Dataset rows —
>>>>

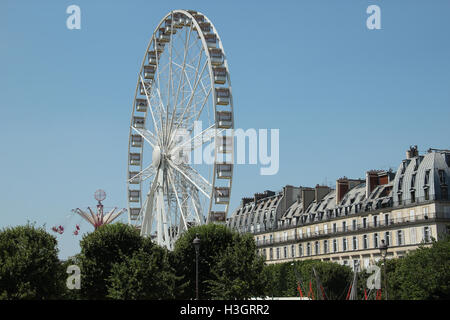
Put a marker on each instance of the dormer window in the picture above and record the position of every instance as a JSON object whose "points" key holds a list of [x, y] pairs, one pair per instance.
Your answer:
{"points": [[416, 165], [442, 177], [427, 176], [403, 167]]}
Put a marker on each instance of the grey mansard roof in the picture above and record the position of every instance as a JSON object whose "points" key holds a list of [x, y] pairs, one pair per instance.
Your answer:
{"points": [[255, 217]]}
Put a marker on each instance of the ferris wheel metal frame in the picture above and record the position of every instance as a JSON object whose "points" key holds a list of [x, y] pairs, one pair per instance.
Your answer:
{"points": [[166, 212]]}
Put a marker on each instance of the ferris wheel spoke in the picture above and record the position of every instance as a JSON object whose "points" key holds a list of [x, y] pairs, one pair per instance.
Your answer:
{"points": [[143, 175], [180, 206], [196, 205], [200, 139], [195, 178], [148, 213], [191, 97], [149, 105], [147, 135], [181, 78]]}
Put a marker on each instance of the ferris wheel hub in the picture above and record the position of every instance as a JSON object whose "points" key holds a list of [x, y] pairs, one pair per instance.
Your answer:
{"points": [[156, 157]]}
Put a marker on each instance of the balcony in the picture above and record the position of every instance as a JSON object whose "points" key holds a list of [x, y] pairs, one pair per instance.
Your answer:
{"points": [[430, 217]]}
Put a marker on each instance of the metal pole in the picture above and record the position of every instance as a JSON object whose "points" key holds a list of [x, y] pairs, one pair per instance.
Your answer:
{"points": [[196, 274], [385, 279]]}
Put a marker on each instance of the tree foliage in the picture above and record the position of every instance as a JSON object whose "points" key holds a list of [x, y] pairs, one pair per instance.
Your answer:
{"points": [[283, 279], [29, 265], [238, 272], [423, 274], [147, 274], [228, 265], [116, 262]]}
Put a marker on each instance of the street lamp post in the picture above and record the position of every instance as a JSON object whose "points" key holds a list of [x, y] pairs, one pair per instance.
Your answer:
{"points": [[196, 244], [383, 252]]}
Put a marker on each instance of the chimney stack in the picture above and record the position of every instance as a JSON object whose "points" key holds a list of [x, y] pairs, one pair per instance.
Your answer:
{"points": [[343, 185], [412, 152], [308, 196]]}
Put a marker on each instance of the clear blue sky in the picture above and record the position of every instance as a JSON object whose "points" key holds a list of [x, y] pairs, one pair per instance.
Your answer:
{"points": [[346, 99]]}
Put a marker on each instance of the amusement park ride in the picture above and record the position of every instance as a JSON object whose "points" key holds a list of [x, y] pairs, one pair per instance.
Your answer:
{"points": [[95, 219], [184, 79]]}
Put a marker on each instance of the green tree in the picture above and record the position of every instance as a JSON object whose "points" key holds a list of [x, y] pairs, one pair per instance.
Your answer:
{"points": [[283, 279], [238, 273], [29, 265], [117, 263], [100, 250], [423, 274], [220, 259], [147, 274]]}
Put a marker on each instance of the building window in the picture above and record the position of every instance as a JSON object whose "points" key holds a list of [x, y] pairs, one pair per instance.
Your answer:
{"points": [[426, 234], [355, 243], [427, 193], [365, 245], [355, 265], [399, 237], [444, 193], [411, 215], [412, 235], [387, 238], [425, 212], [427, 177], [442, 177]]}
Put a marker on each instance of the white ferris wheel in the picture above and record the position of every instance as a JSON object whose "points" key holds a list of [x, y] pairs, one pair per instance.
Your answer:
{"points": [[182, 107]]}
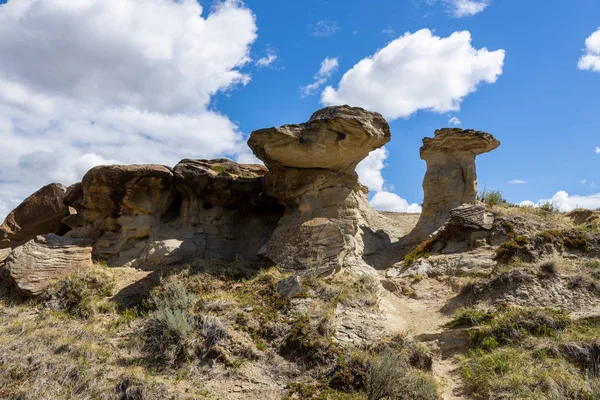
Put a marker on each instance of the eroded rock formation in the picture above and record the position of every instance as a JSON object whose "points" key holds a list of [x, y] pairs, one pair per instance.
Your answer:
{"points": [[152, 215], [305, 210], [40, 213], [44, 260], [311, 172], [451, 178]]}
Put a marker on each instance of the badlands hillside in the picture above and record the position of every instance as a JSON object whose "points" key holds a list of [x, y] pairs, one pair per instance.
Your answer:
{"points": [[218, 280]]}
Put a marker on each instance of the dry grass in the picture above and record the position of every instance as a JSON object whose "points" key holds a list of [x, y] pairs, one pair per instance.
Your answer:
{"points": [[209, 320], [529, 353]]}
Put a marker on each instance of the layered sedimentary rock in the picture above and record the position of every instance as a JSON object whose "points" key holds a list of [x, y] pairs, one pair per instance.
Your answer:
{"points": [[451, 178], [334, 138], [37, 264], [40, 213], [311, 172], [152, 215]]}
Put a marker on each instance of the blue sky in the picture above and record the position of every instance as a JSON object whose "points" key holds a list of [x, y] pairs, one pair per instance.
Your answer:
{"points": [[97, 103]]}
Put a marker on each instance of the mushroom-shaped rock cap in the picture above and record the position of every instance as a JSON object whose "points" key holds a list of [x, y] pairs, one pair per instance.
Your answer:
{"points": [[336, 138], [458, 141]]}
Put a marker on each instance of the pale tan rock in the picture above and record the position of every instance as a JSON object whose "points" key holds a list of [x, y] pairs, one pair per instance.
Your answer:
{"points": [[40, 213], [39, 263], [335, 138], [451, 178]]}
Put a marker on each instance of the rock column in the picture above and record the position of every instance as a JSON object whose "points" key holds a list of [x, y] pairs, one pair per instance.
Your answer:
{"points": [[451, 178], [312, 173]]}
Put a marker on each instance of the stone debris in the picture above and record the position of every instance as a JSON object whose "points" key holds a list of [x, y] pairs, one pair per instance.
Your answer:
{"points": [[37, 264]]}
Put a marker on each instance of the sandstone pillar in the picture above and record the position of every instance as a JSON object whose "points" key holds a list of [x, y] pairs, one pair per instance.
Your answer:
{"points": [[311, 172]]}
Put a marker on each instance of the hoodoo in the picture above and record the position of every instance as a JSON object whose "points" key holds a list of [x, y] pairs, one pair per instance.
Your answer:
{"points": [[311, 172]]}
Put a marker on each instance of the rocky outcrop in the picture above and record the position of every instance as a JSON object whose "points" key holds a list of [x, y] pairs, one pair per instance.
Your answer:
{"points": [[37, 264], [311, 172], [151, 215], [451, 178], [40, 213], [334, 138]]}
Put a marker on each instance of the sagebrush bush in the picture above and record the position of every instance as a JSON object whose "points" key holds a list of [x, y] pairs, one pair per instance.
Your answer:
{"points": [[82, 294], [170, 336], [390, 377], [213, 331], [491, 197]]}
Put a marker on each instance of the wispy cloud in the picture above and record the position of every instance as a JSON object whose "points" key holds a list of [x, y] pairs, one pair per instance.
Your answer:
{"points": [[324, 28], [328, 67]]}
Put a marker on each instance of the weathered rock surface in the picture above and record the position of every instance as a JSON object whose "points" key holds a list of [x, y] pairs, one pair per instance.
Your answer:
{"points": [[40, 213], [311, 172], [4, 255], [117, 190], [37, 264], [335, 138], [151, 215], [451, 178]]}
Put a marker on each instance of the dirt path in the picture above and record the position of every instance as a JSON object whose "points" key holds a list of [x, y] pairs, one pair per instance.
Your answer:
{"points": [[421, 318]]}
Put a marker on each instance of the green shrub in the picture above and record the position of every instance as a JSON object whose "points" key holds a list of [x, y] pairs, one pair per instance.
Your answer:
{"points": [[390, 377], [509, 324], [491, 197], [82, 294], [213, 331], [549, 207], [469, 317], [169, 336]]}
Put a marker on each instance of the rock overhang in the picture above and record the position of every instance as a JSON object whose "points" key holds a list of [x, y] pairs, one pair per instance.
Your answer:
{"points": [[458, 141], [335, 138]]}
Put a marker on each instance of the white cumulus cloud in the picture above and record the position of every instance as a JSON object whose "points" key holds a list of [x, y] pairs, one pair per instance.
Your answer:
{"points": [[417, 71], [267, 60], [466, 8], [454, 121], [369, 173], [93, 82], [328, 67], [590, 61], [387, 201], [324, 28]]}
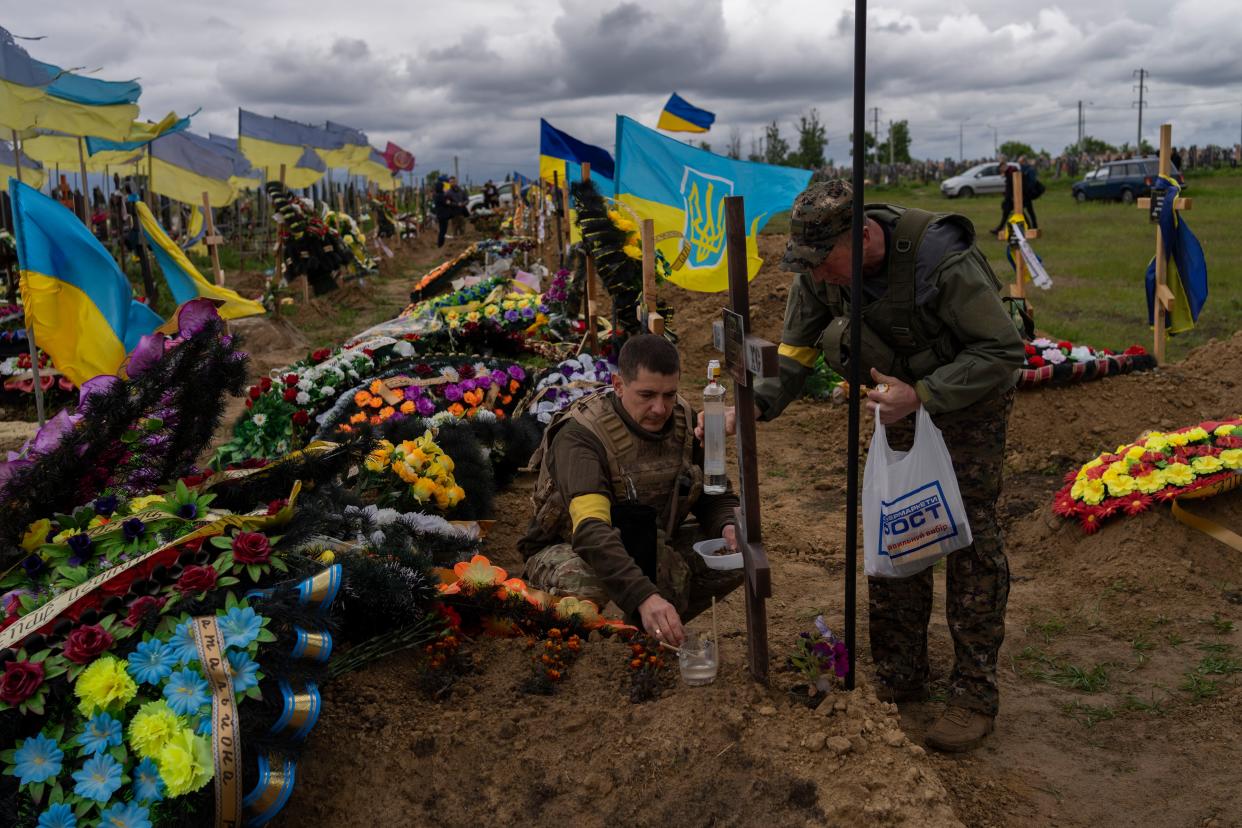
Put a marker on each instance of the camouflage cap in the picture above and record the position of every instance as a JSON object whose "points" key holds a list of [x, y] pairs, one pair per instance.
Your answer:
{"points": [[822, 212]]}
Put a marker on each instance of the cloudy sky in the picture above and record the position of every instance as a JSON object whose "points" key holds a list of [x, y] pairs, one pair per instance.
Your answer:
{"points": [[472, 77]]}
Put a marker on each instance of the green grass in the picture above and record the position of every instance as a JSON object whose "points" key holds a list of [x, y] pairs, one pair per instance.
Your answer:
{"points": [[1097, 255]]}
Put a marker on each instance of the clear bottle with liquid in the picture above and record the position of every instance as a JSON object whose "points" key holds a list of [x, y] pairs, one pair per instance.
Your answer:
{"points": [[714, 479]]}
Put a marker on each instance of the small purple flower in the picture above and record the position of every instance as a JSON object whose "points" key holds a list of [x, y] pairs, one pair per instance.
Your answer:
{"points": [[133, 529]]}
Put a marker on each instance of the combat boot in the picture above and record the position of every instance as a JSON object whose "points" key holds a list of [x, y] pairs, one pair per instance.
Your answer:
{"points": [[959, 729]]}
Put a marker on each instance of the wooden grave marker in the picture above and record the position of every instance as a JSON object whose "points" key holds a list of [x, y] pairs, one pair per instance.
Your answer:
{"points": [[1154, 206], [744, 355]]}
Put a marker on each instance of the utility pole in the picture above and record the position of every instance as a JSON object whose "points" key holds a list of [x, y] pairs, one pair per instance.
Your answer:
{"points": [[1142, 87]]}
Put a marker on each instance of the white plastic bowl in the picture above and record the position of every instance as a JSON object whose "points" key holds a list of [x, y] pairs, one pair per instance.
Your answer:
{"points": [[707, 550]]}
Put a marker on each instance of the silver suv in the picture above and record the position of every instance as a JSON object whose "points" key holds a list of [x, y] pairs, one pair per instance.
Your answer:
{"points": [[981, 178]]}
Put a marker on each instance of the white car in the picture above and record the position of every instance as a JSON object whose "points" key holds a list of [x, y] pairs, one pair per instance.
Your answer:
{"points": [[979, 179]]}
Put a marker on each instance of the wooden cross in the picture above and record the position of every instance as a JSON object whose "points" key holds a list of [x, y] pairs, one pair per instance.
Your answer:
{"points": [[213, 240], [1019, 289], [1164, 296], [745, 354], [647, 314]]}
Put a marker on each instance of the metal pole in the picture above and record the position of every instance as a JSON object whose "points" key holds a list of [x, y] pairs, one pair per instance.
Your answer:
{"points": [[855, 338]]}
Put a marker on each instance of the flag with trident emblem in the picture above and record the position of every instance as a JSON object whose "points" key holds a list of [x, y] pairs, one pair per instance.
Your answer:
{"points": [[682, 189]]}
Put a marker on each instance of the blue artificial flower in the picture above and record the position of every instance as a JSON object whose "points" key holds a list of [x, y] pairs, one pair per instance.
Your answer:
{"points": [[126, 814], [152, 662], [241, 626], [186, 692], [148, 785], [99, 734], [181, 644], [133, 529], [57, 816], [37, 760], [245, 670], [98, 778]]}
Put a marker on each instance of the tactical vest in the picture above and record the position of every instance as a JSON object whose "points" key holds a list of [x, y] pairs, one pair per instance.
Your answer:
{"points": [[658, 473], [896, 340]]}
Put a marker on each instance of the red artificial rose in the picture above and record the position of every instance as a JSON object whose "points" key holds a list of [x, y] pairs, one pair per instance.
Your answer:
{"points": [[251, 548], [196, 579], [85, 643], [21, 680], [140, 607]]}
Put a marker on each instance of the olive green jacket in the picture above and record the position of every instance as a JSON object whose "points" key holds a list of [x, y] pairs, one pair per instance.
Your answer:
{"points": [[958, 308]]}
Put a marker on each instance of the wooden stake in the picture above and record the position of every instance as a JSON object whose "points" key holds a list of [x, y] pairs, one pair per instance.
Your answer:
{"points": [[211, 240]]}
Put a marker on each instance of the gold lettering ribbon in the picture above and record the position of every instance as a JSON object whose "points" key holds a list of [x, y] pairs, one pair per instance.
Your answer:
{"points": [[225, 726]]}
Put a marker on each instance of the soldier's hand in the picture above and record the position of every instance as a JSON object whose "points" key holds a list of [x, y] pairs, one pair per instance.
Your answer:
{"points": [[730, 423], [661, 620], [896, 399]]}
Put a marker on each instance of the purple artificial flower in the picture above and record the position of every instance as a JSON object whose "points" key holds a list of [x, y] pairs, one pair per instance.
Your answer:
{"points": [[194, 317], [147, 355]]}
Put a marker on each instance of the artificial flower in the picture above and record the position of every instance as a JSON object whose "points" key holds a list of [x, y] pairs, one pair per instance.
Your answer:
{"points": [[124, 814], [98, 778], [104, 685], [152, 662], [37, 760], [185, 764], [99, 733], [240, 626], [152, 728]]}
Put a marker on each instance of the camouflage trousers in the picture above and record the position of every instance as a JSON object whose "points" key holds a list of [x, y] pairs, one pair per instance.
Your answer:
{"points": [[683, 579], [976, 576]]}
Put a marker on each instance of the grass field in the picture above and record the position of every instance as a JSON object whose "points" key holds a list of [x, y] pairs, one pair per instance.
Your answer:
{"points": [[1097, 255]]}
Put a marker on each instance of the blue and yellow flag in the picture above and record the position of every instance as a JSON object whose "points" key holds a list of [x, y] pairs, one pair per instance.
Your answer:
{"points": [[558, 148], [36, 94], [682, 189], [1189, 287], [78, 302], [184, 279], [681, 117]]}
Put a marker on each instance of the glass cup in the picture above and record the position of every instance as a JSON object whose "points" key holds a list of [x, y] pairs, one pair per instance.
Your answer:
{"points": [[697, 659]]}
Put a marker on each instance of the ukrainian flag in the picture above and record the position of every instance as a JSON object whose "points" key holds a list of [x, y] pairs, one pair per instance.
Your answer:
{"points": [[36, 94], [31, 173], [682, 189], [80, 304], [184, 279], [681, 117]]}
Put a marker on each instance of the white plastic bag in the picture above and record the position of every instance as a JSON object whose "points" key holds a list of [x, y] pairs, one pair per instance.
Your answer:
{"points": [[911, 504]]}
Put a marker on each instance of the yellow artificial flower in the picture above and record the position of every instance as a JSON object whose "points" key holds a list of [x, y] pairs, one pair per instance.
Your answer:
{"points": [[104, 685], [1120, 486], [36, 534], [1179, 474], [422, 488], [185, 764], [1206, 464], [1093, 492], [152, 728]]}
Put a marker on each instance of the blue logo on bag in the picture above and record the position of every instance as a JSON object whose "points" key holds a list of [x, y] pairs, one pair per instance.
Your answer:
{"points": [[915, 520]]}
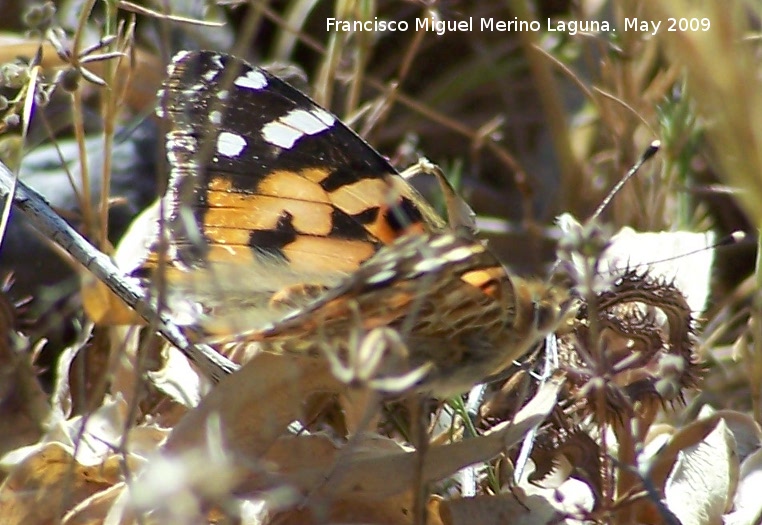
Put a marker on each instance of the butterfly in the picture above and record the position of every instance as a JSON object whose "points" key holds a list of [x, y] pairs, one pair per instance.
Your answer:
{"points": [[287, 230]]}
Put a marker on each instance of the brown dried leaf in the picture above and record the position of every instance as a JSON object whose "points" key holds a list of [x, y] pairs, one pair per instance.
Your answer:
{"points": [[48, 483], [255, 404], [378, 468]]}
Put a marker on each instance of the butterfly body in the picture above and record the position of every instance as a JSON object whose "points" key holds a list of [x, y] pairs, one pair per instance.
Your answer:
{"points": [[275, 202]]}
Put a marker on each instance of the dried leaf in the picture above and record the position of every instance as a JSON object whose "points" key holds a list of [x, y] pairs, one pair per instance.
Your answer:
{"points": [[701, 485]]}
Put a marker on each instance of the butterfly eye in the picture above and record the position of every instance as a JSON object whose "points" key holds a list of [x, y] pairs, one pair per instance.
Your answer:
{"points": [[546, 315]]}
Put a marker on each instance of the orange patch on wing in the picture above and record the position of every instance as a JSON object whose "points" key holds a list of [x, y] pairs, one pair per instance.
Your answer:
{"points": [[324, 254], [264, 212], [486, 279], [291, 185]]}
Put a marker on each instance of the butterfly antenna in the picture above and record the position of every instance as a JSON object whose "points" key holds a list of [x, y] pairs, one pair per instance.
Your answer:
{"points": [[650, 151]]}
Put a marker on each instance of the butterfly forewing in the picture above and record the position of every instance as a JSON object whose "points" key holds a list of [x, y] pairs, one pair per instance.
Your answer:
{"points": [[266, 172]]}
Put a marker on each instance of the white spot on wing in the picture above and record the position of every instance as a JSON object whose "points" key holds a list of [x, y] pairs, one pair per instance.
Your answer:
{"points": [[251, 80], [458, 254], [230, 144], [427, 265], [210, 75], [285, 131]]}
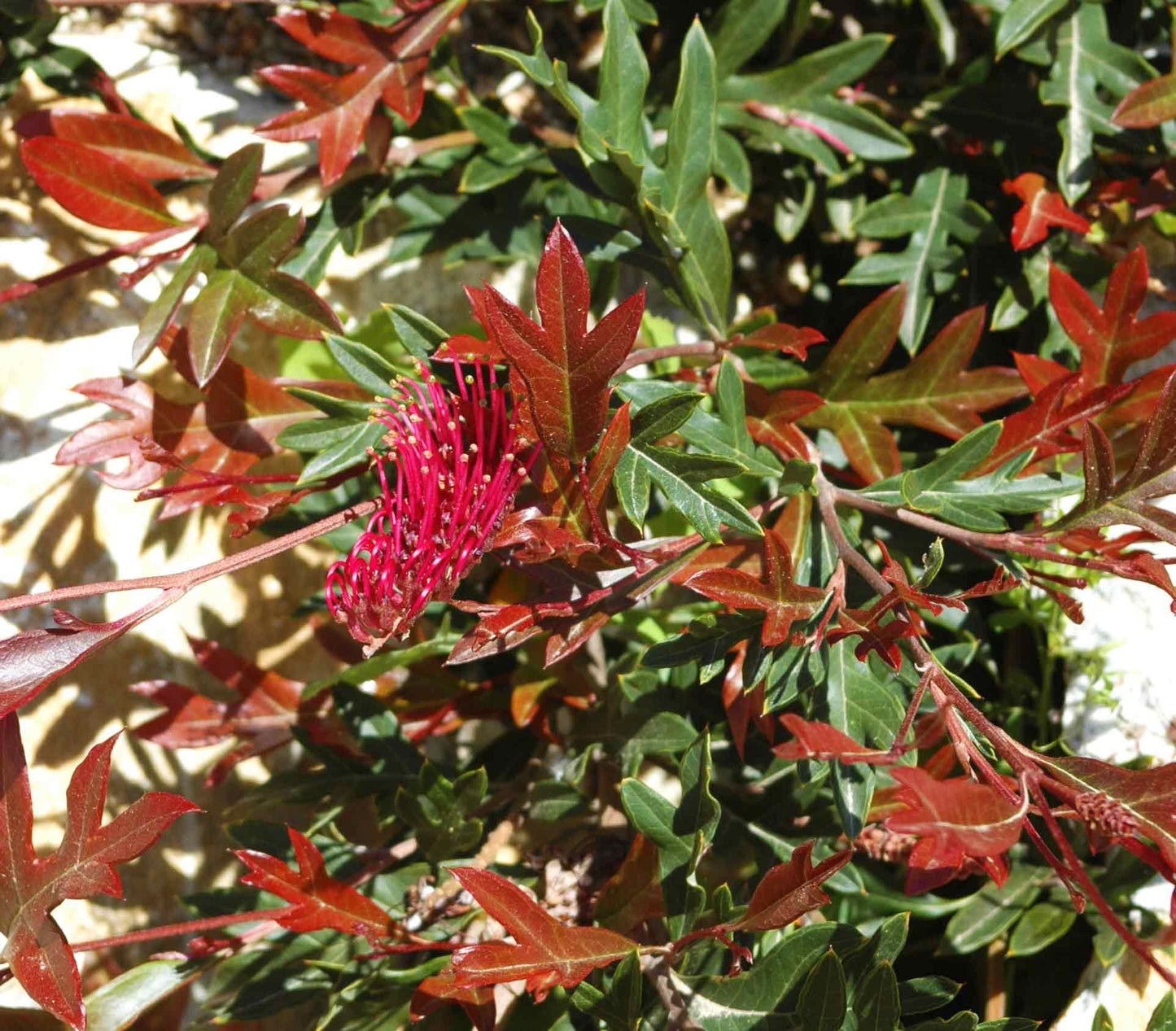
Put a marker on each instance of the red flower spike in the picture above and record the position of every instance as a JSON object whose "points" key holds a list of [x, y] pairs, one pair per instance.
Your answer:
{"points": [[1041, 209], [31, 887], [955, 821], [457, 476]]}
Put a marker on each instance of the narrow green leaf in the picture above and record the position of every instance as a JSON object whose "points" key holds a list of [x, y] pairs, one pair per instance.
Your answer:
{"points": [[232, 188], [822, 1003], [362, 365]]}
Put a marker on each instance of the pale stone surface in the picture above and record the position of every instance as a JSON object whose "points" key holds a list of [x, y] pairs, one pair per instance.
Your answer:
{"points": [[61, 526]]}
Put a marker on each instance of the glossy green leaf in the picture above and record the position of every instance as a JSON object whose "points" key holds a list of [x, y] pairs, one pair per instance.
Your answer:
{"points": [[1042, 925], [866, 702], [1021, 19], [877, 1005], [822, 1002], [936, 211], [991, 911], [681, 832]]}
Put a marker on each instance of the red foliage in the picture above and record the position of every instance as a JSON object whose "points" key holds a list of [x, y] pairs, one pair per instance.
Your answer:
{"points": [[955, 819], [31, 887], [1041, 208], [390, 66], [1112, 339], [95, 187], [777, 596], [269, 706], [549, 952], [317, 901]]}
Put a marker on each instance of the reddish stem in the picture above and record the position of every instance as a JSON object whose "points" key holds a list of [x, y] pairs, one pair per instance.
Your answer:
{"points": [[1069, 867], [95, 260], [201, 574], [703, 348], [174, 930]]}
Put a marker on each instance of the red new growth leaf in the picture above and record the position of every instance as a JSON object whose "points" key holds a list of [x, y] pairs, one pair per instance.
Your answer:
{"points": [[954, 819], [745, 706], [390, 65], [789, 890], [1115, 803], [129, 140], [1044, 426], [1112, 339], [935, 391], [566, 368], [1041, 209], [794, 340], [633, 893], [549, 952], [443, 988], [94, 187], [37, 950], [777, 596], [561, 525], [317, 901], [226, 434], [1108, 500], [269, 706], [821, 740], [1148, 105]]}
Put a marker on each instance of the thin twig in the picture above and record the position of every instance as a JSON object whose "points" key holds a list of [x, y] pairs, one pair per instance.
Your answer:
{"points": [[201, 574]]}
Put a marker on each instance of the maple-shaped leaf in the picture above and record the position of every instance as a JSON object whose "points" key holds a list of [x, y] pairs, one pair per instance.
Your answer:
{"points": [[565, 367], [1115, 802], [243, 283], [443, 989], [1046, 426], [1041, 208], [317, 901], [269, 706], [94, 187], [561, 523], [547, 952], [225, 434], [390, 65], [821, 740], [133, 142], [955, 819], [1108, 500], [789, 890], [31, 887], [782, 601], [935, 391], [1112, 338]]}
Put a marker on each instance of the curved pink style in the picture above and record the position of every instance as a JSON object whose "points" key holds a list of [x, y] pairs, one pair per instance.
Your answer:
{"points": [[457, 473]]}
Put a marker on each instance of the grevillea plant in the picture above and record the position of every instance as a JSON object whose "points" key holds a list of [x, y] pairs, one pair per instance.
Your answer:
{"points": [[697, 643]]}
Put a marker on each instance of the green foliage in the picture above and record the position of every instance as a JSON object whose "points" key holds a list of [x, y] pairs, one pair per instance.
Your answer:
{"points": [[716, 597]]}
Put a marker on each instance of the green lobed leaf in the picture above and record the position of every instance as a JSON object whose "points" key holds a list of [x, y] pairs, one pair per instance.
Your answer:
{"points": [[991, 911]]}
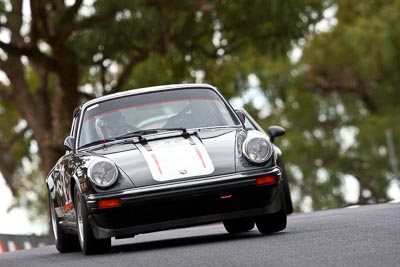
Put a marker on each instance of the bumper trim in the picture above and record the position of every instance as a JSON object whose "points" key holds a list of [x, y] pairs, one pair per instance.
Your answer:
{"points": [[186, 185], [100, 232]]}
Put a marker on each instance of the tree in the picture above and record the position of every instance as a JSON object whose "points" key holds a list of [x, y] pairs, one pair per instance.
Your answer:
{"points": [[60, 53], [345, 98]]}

<<<<

GOAL — Write out, please, the lines of the listing above from the one with "Put a marker on each instance of the curved" through the very last, exactly as given and with no pictures.

FINISHED TASK —
Put a marker on each instance of the curved pink style in the picture above and record the position of every instance as a JSON object whose "points" key holds a list of [x, y] pairs, one pair per instance.
Your answer:
{"points": [[457, 473]]}
Put a marker on each instance of the grevillea plant in the picture above and record the position of every instance as a JSON object whose "points" key holds a list of [x, y] pairs, one pair per instance.
Your answer:
{"points": [[697, 643]]}
Put a marker on each instance of the green foliage in the picture above and record the position of every instance as a JSON object whose "points" key holds a list of [x, y] pairs, one pair per instance.
Your answer:
{"points": [[716, 597]]}
Put a marker on each instance of the green lobed leaf in the picture above and record the position of every instance as a JSON object whose "points" key holds a list of [x, y] pairs, one pair per instance.
Your answer:
{"points": [[991, 911]]}
Put a marker on each instance of the bumper trim in the picture above and record the position of every instance as a JSON object whose "points" key holds a list of [x, y] pairs, one pair per instance.
Your answer:
{"points": [[186, 185], [100, 232]]}
Put a marker on each instance of the tree in the picture above and record the position of every instance as a JSON object whose "points" key holds a list of [x, y] pairs, one pair per instance.
Your answer:
{"points": [[60, 53], [345, 98]]}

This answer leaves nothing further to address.